*What you need to do*
Answer these from the post about the contingency table below, numbering your answers to match:
1. What count does Gene_group1 have under phenotype3?
2. Which test does the poster ask about running in a row-wise manner, and with what size of matrix for each gene group?
3. Which correction is named as a possible choice for the multiple testing corrected p-value?

*Passage provided*
◇ ◇ ◇ ◇ ◇ ◇ ◇

This is my contingency_table:
Gene_group phenotype1 phenotype2 phenotype3
Gene_group1 2 4 26
Gene_group2 0 0 1
Gene_group3 2 6 4
Gene_group4 1 0 0
Gene_group5 0 0 2
Gene_group6 0 0 1
Gene_group7 0 0 1
Gene_group8 0 1 1
Gene_group9 3 0 6
Gene_group10 0 0 1
I want to identify gene groups that are significantly enriched in one phenotype over the other two individual phenotypes.
To do this, I want to see if the distribution of phenotypes in each gene group differs significantly from the distribution in the remaining ST groups. I then want to see if phenotype1 or phenotype3 is associated with a specific ST group.
Am I right in thinking that I need to run a Fisher's exact test, in a row wise manner, using a 3x2 matrix for each gene group? For each gene group I want to add a new column for the p-value. Do I then need an additional column for the multiple testing corrected p-value perhaps using the Bonferroni correction?

◇ ◇ ◇ ◇ ◇ ◇ ◇

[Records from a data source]
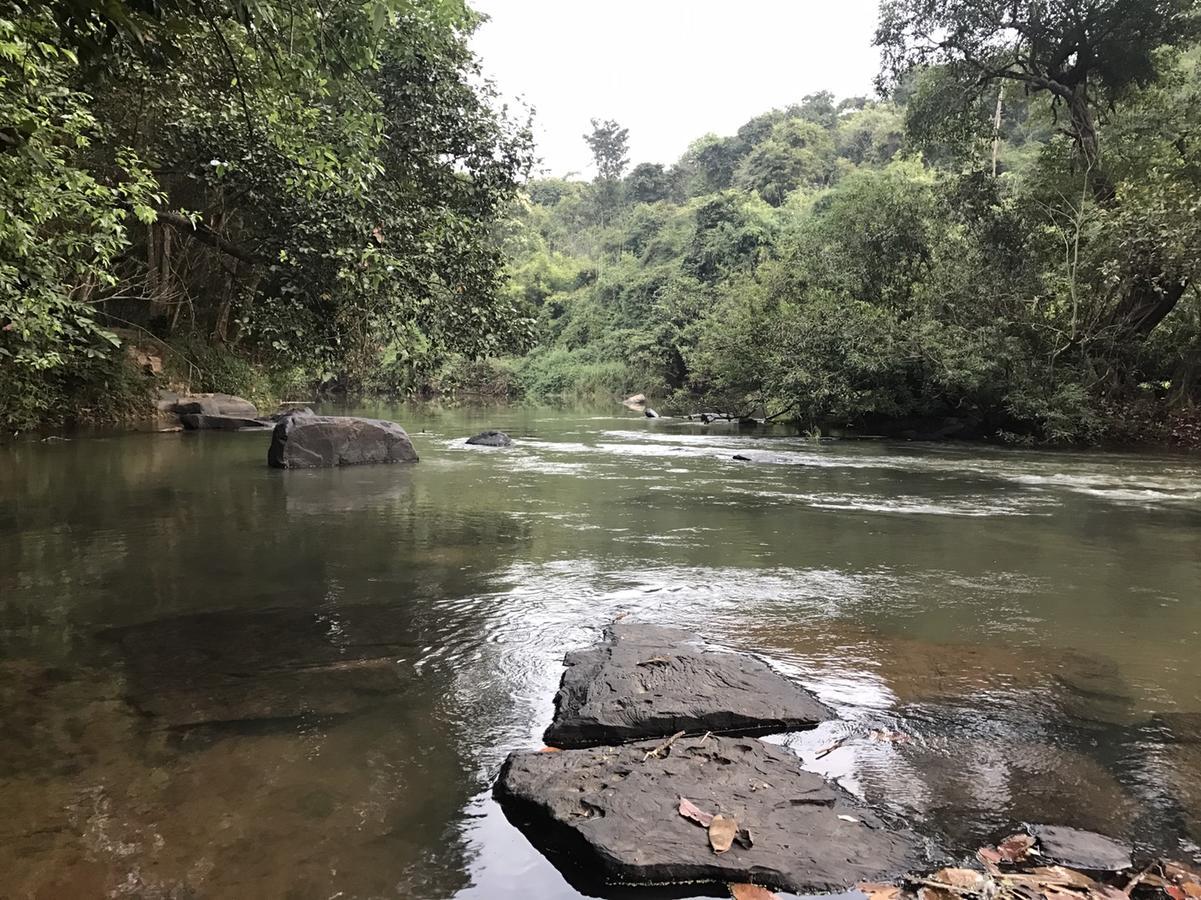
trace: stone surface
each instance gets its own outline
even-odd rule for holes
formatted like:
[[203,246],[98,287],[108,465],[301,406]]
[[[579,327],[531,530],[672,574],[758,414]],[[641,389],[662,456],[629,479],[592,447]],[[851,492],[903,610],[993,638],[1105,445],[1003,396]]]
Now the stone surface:
[[1101,834],[1064,826],[1030,826],[1039,851],[1070,869],[1118,872],[1133,865],[1130,846]]
[[285,416],[271,434],[267,461],[277,469],[416,463],[417,451],[395,422],[354,416]]
[[110,628],[126,698],[172,727],[337,716],[413,684],[408,620],[388,607],[336,614],[204,613]]
[[616,624],[569,652],[545,741],[558,747],[689,734],[769,734],[809,728],[830,710],[745,654],[703,649],[694,634]]
[[[749,738],[681,738],[560,752],[512,753],[495,793],[552,860],[608,882],[746,882],[797,893],[842,890],[921,865],[920,842],[791,753]],[[749,832],[715,853],[680,798]]]
[[210,416],[204,412],[185,412],[179,417],[189,431],[238,431],[243,428],[270,428],[271,423],[261,418],[241,416]]
[[255,404],[232,394],[185,394],[175,400],[174,411],[180,416],[195,412],[203,416],[258,418]]
[[478,435],[468,437],[467,443],[474,447],[512,447],[513,439],[503,431],[480,431]]

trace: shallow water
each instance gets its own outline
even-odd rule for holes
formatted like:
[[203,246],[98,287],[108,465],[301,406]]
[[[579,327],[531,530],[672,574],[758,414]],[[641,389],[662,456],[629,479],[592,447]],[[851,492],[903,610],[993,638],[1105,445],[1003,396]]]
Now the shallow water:
[[[778,740],[951,854],[1023,821],[1199,852],[1196,460],[359,412],[422,463],[0,447],[0,898],[579,896],[488,788],[617,614],[800,679],[841,721]],[[401,690],[327,687],[372,645]],[[179,725],[207,667],[243,721]]]

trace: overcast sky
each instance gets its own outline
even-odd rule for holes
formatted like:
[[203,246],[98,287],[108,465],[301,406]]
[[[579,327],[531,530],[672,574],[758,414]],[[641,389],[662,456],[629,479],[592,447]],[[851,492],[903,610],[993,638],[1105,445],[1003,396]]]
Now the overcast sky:
[[588,119],[629,129],[633,162],[674,162],[806,94],[872,94],[877,0],[471,0],[485,72],[536,109],[550,174],[592,174]]

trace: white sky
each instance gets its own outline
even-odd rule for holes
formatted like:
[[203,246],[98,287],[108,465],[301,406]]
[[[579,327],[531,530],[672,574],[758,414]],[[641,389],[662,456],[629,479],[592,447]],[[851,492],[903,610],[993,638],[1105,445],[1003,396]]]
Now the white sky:
[[877,0],[471,0],[484,72],[536,111],[549,174],[592,174],[588,119],[629,129],[631,162],[806,94],[872,95]]

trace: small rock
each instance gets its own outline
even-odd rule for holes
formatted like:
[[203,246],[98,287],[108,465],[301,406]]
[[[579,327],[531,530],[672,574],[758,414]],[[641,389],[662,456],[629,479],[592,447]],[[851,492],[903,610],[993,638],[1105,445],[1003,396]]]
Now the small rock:
[[1129,869],[1130,846],[1093,832],[1065,826],[1030,826],[1039,852],[1052,863],[1094,872]]
[[474,437],[468,437],[467,443],[473,447],[512,447],[513,439],[503,431],[480,431]]
[[813,695],[746,654],[704,650],[681,628],[610,625],[564,660],[545,743],[621,744],[688,734],[769,734],[830,719]]

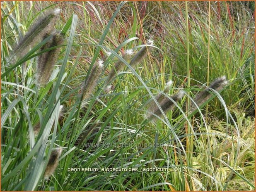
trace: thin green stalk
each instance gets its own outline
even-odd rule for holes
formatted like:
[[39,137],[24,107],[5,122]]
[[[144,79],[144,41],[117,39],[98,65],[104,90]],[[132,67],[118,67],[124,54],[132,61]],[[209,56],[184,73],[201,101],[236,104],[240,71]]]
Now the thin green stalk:
[[[209,86],[209,73],[210,70],[210,2],[209,1],[209,12],[208,14],[208,61],[207,62],[207,86]],[[206,120],[208,114],[208,104],[206,104],[205,109],[205,116]]]

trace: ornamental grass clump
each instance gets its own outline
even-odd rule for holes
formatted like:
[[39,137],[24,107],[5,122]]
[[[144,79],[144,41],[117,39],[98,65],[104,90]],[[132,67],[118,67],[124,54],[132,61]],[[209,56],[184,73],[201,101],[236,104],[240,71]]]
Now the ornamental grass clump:
[[[47,33],[44,37],[46,38],[50,35]],[[63,34],[55,32],[52,34],[53,38],[41,48],[41,51],[46,49],[58,46],[64,41]],[[46,84],[49,81],[53,66],[56,64],[60,51],[60,47],[58,47],[40,55],[37,61],[37,80],[41,85]]]
[[53,28],[57,15],[60,11],[60,9],[58,9],[50,12],[33,25],[33,27],[14,49],[14,56],[23,56],[27,53],[31,46],[41,40],[46,34],[50,32]]
[[[173,109],[176,106],[175,103],[176,103],[180,101],[185,94],[185,92],[182,90],[179,91],[178,93],[171,96],[170,97],[171,100],[167,97],[162,97],[159,95],[159,98],[161,99],[157,99],[157,100],[159,103],[161,108],[164,113],[166,114],[169,111]],[[147,118],[150,120],[154,119],[156,117],[156,116],[161,116],[162,113],[159,108],[155,104],[154,101],[152,101],[152,104],[154,103],[153,107],[151,107],[149,109],[150,111],[150,114],[148,115]]]
[[[128,50],[122,54],[122,57],[125,60],[129,59],[133,54],[133,50]],[[124,65],[123,62],[119,59],[114,64],[114,67],[109,72],[103,87],[103,90],[105,92],[106,91],[108,85],[116,77],[116,74],[122,71],[123,69],[124,66],[125,65]]]
[[152,46],[147,46],[147,45],[153,45],[153,41],[152,40],[148,40],[147,45],[142,47],[134,55],[134,57],[130,62],[130,65],[132,66],[134,66],[140,63],[147,56],[148,52],[152,48]]
[[58,166],[58,160],[62,152],[62,149],[61,147],[58,147],[53,151],[51,153],[50,159],[44,172],[45,178],[48,179],[54,173],[54,171]]
[[[59,116],[58,116],[58,121],[59,122],[62,119],[63,117],[63,113],[64,111],[64,107],[63,105],[60,105],[60,111],[59,112]],[[38,122],[33,127],[34,134],[35,136],[38,135],[38,134],[40,131],[40,129],[41,129],[41,126],[40,125],[40,121]]]
[[[225,76],[216,79],[208,88],[204,90],[199,91],[196,95],[194,101],[198,107],[200,107],[206,102],[212,96],[212,89],[219,92],[222,90],[227,85],[228,81],[226,80]],[[192,103],[191,105],[190,111],[192,112],[196,109],[196,105]]]
[[90,71],[87,81],[82,88],[82,104],[81,107],[85,107],[86,100],[89,98],[91,94],[97,86],[97,83],[103,70],[103,61],[99,60],[93,65]]

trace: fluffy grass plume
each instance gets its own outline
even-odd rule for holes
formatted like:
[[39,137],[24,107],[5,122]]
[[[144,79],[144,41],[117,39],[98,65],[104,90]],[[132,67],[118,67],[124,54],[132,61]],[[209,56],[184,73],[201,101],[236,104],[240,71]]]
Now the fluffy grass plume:
[[[169,93],[170,89],[171,88],[171,85],[172,85],[172,83],[173,82],[172,81],[170,81],[166,83],[165,85],[165,88],[163,91],[164,93],[168,94]],[[162,93],[160,93],[158,94],[158,95],[155,96],[155,98],[156,99],[156,100],[157,100],[157,102],[158,102],[161,104],[161,103],[162,102],[163,100],[165,97],[166,97],[163,94],[162,94]],[[154,111],[155,109],[157,108],[157,105],[156,104],[156,103],[155,102],[154,100],[153,100],[152,99],[151,99],[150,101],[148,102],[148,103],[146,104],[146,105],[149,106],[149,111]]]
[[[47,37],[46,34],[45,38]],[[55,32],[53,38],[44,46],[41,47],[41,50],[61,45],[64,41],[63,35],[60,33]],[[60,47],[43,53],[39,56],[37,62],[37,79],[41,85],[46,83],[51,77],[53,66],[55,65],[60,54]]]
[[44,172],[44,178],[47,179],[53,173],[58,164],[58,160],[62,152],[61,147],[56,148],[51,153],[50,159]]
[[[148,40],[147,45],[152,45],[153,42],[153,41],[152,40]],[[142,47],[140,49],[140,50],[134,55],[134,57],[130,63],[130,65],[133,66],[140,63],[147,55],[148,50],[149,51],[152,48],[152,46],[145,46]]]
[[[122,57],[125,60],[128,59],[133,54],[133,50],[128,50],[122,54]],[[114,67],[110,71],[109,75],[107,77],[105,81],[106,83],[103,87],[103,90],[105,92],[106,92],[108,85],[113,80],[116,76],[116,74],[122,71],[124,67],[123,63],[120,59],[118,59],[118,61],[115,64]]]
[[93,65],[88,79],[85,82],[84,85],[82,89],[83,101],[82,104],[82,107],[84,107],[86,101],[85,100],[90,97],[90,95],[97,86],[97,81],[99,78],[103,69],[103,61],[101,60],[99,60]]
[[[209,88],[206,88],[203,91],[199,91],[196,95],[194,99],[196,104],[200,107],[212,96],[211,89],[214,89],[217,91],[220,91],[224,88],[227,84],[227,83],[228,81],[226,80],[225,76],[216,79],[210,85]],[[192,103],[191,111],[193,111],[196,109],[196,105],[194,103]]]
[[50,12],[39,19],[14,49],[13,55],[21,57],[27,53],[31,45],[40,41],[46,33],[52,30],[56,16],[60,11],[58,9]]
[[[62,119],[63,116],[63,111],[64,109],[64,107],[63,105],[60,105],[60,112],[59,113],[59,116],[58,116],[58,120],[59,122]],[[34,134],[36,136],[38,135],[38,134],[40,131],[40,129],[41,128],[41,126],[40,125],[40,121],[38,122],[33,127]]]
[[[159,100],[159,102],[160,106],[164,113],[166,114],[168,111],[173,109],[176,106],[172,100],[175,102],[178,102],[182,98],[185,92],[184,91],[180,91],[171,97],[172,100],[170,100],[167,97],[164,97],[162,100]],[[158,116],[161,116],[162,114],[159,109],[156,105],[150,109],[150,111]],[[152,114],[149,114],[147,116],[147,119],[149,120],[153,119],[155,117],[155,116]]]

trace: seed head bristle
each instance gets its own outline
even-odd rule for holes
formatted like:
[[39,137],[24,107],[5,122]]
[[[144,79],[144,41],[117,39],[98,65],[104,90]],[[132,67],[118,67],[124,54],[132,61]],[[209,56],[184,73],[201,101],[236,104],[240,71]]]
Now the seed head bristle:
[[168,82],[167,82],[167,83],[166,83],[166,85],[167,86],[171,86],[171,85],[172,85],[173,83],[173,82],[172,82],[172,81],[170,80]]
[[[48,35],[48,33],[46,34]],[[64,41],[63,34],[55,32],[52,35],[53,38],[45,44],[45,46],[42,47],[41,50],[60,45],[63,43]],[[53,67],[57,62],[60,52],[60,47],[58,47],[43,53],[39,57],[37,62],[37,77],[41,85],[45,84],[49,81]]]
[[94,64],[90,72],[88,79],[85,82],[84,85],[82,87],[82,102],[81,105],[82,108],[86,104],[87,101],[85,101],[85,100],[90,97],[91,94],[92,93],[97,86],[97,81],[103,71],[103,61],[99,60],[98,62]]
[[[211,89],[219,92],[222,90],[227,84],[228,81],[226,80],[225,76],[217,78],[211,83],[209,88],[206,88],[204,90],[199,91],[193,100],[196,105],[200,107],[212,96],[212,90]],[[192,112],[196,109],[196,106],[193,102],[191,104],[190,108],[190,112]]]
[[147,43],[148,43],[149,45],[153,45],[153,43],[154,43],[154,41],[153,40],[152,40],[151,39],[149,39],[147,40]]
[[53,173],[58,164],[58,160],[62,152],[62,148],[58,147],[53,151],[50,155],[46,168],[44,172],[44,178],[47,179]]
[[[171,97],[172,100],[167,97],[164,97],[159,103],[160,107],[164,112],[166,114],[169,111],[173,109],[176,105],[174,104],[173,100],[175,102],[179,102],[182,98],[185,92],[184,91],[181,90]],[[151,111],[151,112],[158,116],[161,116],[162,115],[160,109],[157,106],[153,109],[153,110]],[[155,117],[155,116],[152,114],[149,114],[147,116],[147,118],[150,120],[153,119]]]
[[39,19],[20,40],[14,49],[12,55],[22,57],[27,54],[31,46],[41,40],[45,35],[51,32],[53,28],[59,12],[58,9],[50,12]]
[[99,59],[99,61],[98,62],[98,64],[99,65],[99,66],[100,67],[103,67],[104,63],[104,62],[101,59]]
[[132,55],[133,54],[133,50],[132,49],[128,49],[126,51],[126,54]]
[[60,9],[56,9],[53,11],[53,14],[58,14],[60,12]]
[[[149,44],[152,45],[153,41],[152,40],[148,41]],[[149,52],[152,48],[151,46],[145,46],[142,47],[140,50],[132,59],[130,63],[130,65],[133,66],[140,63],[147,55],[148,50]]]
[[110,56],[111,54],[112,54],[112,53],[110,51],[108,51],[107,52],[106,55],[108,56]]

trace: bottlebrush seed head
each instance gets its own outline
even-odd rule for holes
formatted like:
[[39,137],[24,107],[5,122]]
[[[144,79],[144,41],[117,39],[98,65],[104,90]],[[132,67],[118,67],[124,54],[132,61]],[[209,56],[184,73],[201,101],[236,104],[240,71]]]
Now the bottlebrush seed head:
[[51,153],[50,159],[44,172],[45,178],[48,179],[51,175],[54,173],[58,166],[58,160],[62,152],[62,149],[61,147],[58,147]]

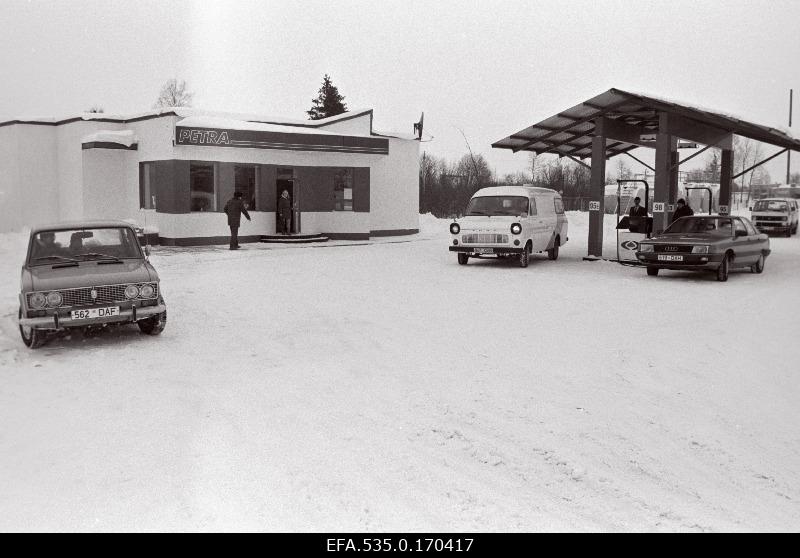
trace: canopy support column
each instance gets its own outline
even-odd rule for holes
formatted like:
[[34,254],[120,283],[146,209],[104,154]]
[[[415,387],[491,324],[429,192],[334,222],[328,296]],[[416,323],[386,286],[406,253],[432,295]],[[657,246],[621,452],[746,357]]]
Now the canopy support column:
[[[731,204],[731,182],[733,182],[733,150],[722,150],[719,172],[719,212],[729,213]],[[724,206],[724,207],[723,207]],[[723,209],[727,208],[726,211]]]
[[592,137],[592,180],[589,197],[589,254],[588,257],[603,257],[603,214],[606,189],[606,136],[603,119],[595,121]]

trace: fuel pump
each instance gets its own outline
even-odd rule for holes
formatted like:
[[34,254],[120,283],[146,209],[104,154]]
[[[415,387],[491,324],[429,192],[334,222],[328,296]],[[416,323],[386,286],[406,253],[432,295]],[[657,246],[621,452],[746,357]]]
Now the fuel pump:
[[620,214],[622,211],[622,186],[631,182],[644,184],[643,207],[645,211],[648,211],[650,202],[650,184],[646,180],[617,180],[617,262],[622,265],[639,265],[639,260],[636,258],[639,242],[650,238],[653,228],[653,220],[649,215],[643,217],[638,223],[631,223],[629,215]]

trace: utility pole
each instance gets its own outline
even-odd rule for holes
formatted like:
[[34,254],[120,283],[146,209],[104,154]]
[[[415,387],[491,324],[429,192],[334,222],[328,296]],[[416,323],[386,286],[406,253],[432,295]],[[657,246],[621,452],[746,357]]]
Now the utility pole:
[[[792,93],[794,90],[789,90],[789,127],[792,127]],[[786,184],[789,184],[792,171],[792,150],[786,152]]]

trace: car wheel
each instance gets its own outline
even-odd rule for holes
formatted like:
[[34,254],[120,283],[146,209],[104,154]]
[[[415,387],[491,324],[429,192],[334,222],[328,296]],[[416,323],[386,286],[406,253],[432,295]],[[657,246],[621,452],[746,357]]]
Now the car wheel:
[[519,266],[520,267],[528,267],[528,262],[530,261],[530,244],[527,244],[525,248],[522,250],[522,253],[519,255]]
[[729,254],[725,254],[725,256],[722,258],[722,263],[719,264],[719,267],[717,268],[717,281],[724,282],[728,280],[728,274],[730,273],[731,265],[730,259],[731,257]]
[[[22,317],[22,308],[19,309],[18,317]],[[22,342],[25,343],[25,346],[30,349],[38,349],[44,345],[46,339],[45,333],[36,329],[35,327],[25,327],[20,325],[19,334],[20,337],[22,337]]]
[[763,273],[764,272],[764,264],[766,263],[767,259],[764,257],[764,254],[761,254],[758,257],[758,261],[750,266],[750,271],[753,273]]
[[559,241],[558,237],[556,237],[556,239],[553,241],[553,247],[550,248],[547,251],[547,257],[550,258],[551,260],[557,260],[558,259],[558,245],[559,244],[561,244],[561,242]]
[[136,322],[142,333],[147,335],[158,335],[164,328],[167,327],[167,312],[166,310],[161,314],[156,314],[150,318],[139,320]]

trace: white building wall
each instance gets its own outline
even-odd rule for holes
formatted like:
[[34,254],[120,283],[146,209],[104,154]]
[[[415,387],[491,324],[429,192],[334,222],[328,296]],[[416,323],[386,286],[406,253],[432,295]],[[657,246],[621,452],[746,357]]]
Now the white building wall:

◇ ◇ ◇ ◇ ◇ ◇ ◇

*Task response*
1. 26
2. Fisher's exact test, using a 3x2 matrix for each gene group.
3. The Bonferroni correction.